▶ [TEXTAUSZUG]
* * * *
Pionierarbeit ist das A und O

Ideen hat auch Tim Staufenberger viele. Die neuesten erklärt er anhand zwei kleiner Gewächshäuser, in denen er mit dem Anbau von alten Gemüsesorten experimentiert: Queller, Dreizack Meerkohl, Strandaster und Melde. In ein paar Jahren sollen diese Gewächshäuser nicht mehr am Ufer stehen, sondern auf Pontons über den Muscheln schwimmen. Die Ernte wird an lokale Gastronom:innen verkauft. Die Vision: ein mehrdimensionales Multi-use-Konzept. Neben Muscheln auch Algen anbauen und so nicht nur Nährstoffe aus der Ostsee entnehmen, sondern zugleich ein Ökosystem und Habitat für Meeresbewohner:innen schaffen. Als erster nährstoffneutraler Aquakulturbetrieb in der Ostsee darf die Kieler Meeresfarm zudem stromaufwärts in der Förde eine Fischzucht installieren. Bis dafür Vorbereitungen abgeschlossen sind, wird es wohl noch mindestens fünf Jahre dauern, schätzt Staufenberger. Sein Blick lässt erahnen, was er von der deutschen Bürokratie hält. Schwierig sei es, gerade beim Umstieg von der Wissenschaft in die freie Wirtschaft. Plötzlich werde alles unendlich komplizierter, langwieriger, aufwändiger.
* * * *
▶ [ANGEZEIGTE INFORMATIONEN]

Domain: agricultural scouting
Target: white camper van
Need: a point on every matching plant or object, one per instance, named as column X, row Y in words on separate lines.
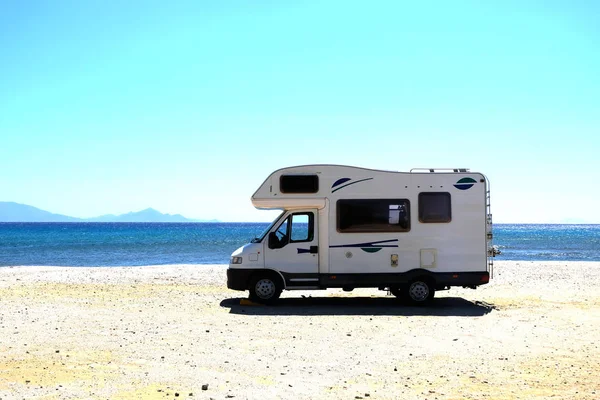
column 411, row 233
* * * *
▶ [DEINE AUFGABE] Gib den Absatz aus dem Text über die Kieler Meeresfarm, der mit „Ideen hat auch Tim Staufenberger viele“ beginnt, als knappe Stichpunktliste wieder und behalte seine wesentlichen Fakten bei. Das Material spielt hierfür keine Rolle.

▶ [LÖSUNG]
- Tim Staufenberger experimentiert in zwei kleinen Gewächshäusern mit alten Gemüsesorten wie Queller, Strandaster und Melde.
- In ein paar Jahren sollen die Gewächshäuser nicht mehr am Ufer stehen, sondern auf Pontons über den Muscheln schwimmen.
- Die Ernte wird an lokale Gastronom:innen verkauft.
- Die Vision ist ein Multi-use-Konzept: Neben Muscheln sollen auch Algen angebaut werden. So werden der Ostsee Nährstoffe entnommen, und zugleich entsteht ein Ökosystem und Habitat für Meeresbewohner:innen.
- Als erster nährstoffneutraler Aquakulturbetrieb in der Ostsee darf die Kieler Meeresfarm stromaufwärts in der Förde eine Fischzucht installieren. Die Vorbereitungen dauern nach Staufenbergers Schätzung wohl noch mindestens fünf Jahre.
- Der Umstieg von der Wissenschaft in die freie Wirtschaft ist laut Staufenberger schwierig, weil plötzlich alles komplizierter, langwieriger und aufwändiger wird.